● **Langkah yang Diperlukan**
1/ Dalam teks tentang Generasi Indonesia Emas 2045, apa yang menurut Yuval Noah Harari lebih penting daripada AI dan otomasi?
2/ Salin persis bagian teks tentang Generasi Indonesia Emas 2045 yang dibuka dengan kata-kata "Mampukah kita mencapai" dan ditutup dengan "tidak bisa ditawar.".
3/ Teruskan teks tentang Generasi Indonesia Emas 2045 mulai dari kalimat terakhirnya.

● **Kutipan Halaman**
=======

Mampukah kita mencapai Generasi Indonesia Emas 2045—momen ketika seluruh harapan bangsa bertumpu pada generasi muda? Jawabannya terletak pada apa yang kita lakukan hari ini.
Mengacu pada teori Maslow dalam psikologi humanistik, eksistensi individu terwujud melalui proses konstruksi diri yang berkesinambungan. Generasi muda tidak boleh hanya ikut-ikutan zaman. Mereka harus tumbuh dan berkembang sesuai konteks zaman ini dengan membangun mentalitas, moralitas, dan pengetahuan yang kuat. Yuval Noah Harari dalam Homo Deus menekankan bahwa yang lebih penting daripada AI dan otomasi adalah karakter individu dan moralitas manusia. Pendalaman karakter, baik dalam aspek politik maupun kemanusiaan, membutuhkan komitmen dan konsistensi—nilai-nilai yang tidak bisa ditawar.

=======

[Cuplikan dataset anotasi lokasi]
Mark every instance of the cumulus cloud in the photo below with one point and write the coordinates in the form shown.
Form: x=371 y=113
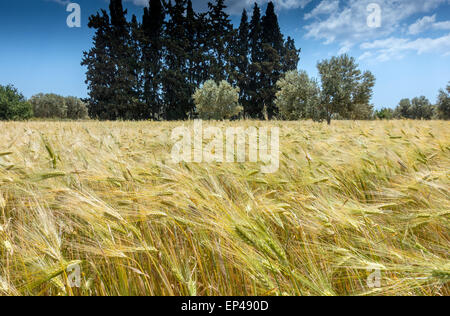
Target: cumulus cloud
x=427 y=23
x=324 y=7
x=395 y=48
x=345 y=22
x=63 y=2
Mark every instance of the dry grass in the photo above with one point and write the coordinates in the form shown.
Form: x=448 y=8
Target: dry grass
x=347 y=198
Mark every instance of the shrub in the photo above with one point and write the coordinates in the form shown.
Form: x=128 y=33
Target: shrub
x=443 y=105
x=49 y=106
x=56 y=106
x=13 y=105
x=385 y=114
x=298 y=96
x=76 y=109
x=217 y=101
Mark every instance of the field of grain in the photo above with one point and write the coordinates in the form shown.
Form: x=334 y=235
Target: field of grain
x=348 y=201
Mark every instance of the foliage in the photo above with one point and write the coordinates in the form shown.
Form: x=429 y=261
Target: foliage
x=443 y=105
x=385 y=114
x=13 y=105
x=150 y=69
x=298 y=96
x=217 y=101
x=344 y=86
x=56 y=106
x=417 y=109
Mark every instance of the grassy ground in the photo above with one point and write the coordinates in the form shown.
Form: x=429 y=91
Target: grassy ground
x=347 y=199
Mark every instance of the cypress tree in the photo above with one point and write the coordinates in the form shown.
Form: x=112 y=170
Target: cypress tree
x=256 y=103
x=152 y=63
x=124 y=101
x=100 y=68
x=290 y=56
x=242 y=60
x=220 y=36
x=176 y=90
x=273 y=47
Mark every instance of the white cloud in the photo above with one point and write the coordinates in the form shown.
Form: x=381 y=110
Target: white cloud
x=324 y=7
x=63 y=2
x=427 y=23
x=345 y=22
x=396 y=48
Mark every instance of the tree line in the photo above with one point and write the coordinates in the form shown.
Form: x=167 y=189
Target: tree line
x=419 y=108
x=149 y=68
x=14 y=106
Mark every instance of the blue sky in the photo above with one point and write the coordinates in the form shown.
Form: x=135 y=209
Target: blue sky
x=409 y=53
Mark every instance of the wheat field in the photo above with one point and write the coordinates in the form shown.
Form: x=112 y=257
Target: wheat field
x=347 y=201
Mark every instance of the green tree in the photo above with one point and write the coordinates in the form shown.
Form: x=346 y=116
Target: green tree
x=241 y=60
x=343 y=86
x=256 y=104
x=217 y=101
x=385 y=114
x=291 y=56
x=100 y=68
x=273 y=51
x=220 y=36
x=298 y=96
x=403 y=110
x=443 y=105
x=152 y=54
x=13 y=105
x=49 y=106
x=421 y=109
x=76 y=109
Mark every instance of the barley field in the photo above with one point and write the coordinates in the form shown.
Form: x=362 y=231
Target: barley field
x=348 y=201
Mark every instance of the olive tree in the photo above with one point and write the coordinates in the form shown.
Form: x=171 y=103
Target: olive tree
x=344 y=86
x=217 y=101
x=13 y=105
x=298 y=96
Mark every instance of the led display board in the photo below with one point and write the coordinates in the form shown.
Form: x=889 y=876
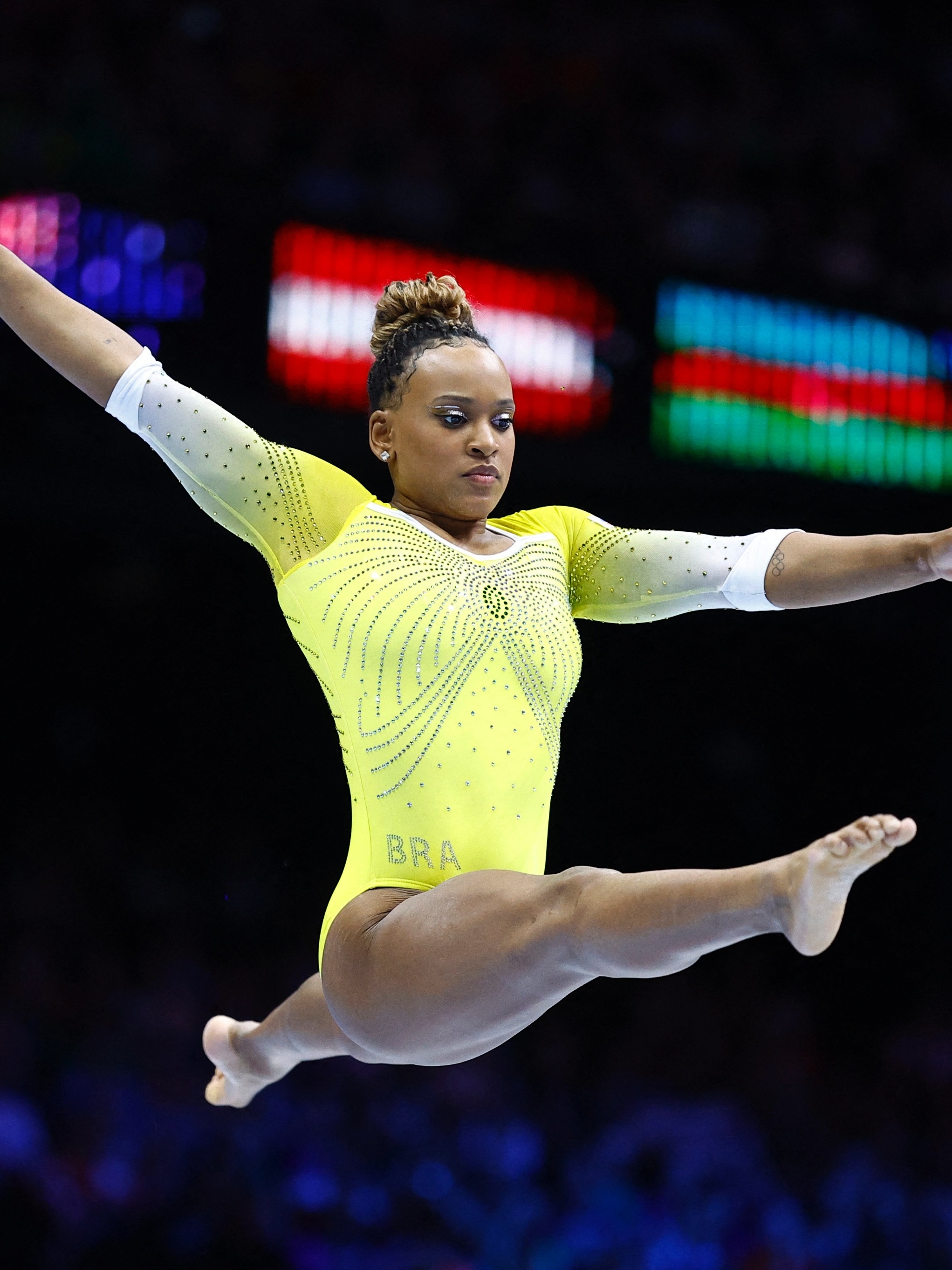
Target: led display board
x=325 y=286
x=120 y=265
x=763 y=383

=======

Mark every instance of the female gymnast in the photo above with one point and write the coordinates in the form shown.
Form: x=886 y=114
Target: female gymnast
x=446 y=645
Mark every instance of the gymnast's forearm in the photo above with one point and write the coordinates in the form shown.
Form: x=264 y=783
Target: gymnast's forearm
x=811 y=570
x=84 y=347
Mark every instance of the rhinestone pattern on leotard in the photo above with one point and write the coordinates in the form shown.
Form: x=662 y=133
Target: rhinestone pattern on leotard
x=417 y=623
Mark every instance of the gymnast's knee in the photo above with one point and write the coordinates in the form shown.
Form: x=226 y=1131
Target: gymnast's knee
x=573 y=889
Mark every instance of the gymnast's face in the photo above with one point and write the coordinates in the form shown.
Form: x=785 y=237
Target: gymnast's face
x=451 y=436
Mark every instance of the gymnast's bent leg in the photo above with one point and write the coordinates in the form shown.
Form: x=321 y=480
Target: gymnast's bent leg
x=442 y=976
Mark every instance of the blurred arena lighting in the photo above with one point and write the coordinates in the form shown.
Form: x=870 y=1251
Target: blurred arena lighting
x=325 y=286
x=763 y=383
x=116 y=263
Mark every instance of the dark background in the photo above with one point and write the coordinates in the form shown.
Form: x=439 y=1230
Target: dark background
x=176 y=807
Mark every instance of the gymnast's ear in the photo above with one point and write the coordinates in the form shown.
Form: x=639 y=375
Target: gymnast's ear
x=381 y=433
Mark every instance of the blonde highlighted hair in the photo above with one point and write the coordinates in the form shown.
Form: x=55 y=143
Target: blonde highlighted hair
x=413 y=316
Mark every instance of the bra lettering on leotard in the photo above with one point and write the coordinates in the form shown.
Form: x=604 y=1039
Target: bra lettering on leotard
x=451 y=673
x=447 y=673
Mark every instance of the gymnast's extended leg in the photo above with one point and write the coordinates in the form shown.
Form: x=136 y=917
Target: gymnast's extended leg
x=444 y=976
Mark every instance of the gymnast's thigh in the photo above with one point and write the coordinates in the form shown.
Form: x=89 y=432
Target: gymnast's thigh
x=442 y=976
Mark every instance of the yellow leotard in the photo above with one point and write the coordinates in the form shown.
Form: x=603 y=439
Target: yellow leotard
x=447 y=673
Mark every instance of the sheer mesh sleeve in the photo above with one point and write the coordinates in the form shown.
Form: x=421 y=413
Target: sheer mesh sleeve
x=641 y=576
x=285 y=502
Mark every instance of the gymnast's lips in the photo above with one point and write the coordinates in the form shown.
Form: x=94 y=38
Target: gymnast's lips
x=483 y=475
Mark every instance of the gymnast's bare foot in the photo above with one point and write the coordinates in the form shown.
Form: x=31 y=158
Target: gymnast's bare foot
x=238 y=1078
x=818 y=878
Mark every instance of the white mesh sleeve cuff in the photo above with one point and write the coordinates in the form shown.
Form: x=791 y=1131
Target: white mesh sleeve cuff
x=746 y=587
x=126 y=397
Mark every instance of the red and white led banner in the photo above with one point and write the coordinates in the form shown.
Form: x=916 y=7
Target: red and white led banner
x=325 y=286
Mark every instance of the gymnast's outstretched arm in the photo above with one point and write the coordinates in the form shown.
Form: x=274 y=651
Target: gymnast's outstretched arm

=======

● **Hasil Pengerjaan**
1/ Karakter individu dan moralitas manusia.

2/
Mampukah kita mencapai Generasi Indonesia Emas 2045—momen ketika seluruh harapan bangsa bertumpu pada generasi muda? Jawabannya terletak pada apa yang kita lakukan hari ini.
Mengacu pada teori Maslow dalam psikologi humanistik, eksistensi individu terwujud melalui proses konstruksi diri yang berkesinambungan. Generasi muda tidak boleh hanya ikut-ikutan zaman. Mereka harus tumbuh dan berkembang sesuai konteks zaman ini dengan membangun mentalitas, moralitas, dan pengetahuan yang kuat. Yuval Noah Harari dalam Homo Deus menekankan bahwa yang lebih penting daripada AI dan otomasi adalah karakter individu dan moralitas manusia. Pendalaman karakter, baik dalam aspek politik maupun kemanusiaan, membutuhkan komitmen dan konsistensi—nilai-nilai yang tidak bisa ditawar.

3/
Menuju Indonesia Emas 2045 bukan sekadar mengulang atau merekonstruksi pemikiran bangsa sesuai cita-cita pembangunan, melainkan menjadi buah dari upaya kolektif kita untuk merancang metodologi yang tepat. Semua pihak harus terlibat—pemerintah, pekerja, pemuda, hingga kelompok yang disebut sebagai minority creative dalam sosiologi, yakni penggerak perubahan sosial.
Dalam menyambut Ramadhan 1446 H dan Generasi Indonesia Emas 2045, generasi muda perlu memperkuat mentalitas, membangun moralitas, dan menumbuhkan kecerdasan secara selaras. Cinta harus selalu hadir, dan karakter harus terus diasah.
Cita-cita mewujudkan Indonesia Emas memang berat. Namun, jika tidak dimulai dari sekarang, harapan itu akan sulit terwujud. Kuncinya ada pada pemuda—tepatnya, hari ini.